Can you write out all the entries below again, swapping "instance" for "occurrence" and leaving everything else unchanged? Omit the pictures.

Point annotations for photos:
● ● ● ●
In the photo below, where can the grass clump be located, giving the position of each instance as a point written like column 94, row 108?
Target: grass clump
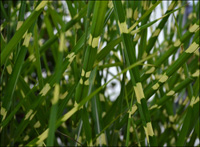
column 57, row 62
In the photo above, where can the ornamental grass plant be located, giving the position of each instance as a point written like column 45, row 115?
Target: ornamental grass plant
column 99, row 73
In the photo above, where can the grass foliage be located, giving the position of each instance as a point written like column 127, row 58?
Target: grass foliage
column 57, row 62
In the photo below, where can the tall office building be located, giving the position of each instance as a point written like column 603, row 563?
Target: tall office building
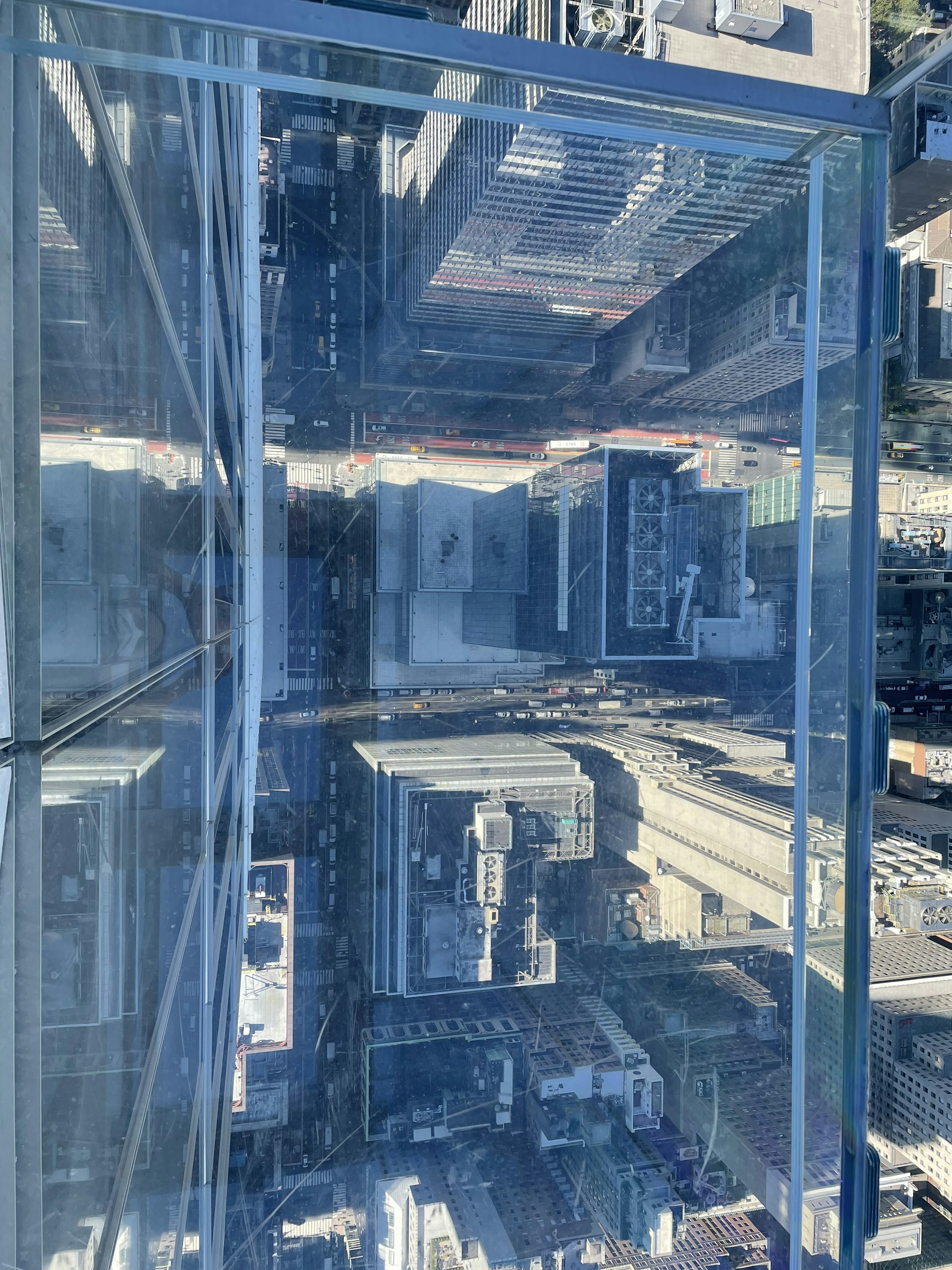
● ● ● ●
### Response to this exercise
In the photo below, where can the grass clump be located, giving the position of each occurrence as a point written like column 94, row 108?
Target: grass clump
column 57, row 62
In the photo above, where can the ornamental grass plant be located, giving the position of each occurrence as a point written like column 45, row 115?
Target: ornamental grass plant
column 99, row 73
In the photo above, where can the grass foliage be located, giving the position of each occurrence as a point written like column 127, row 58?
Target: grass foliage
column 57, row 62
In the photo below, where can the tall office building be located, giving the position of each occurrence as a point written like column 603, row 563?
Target: tall office building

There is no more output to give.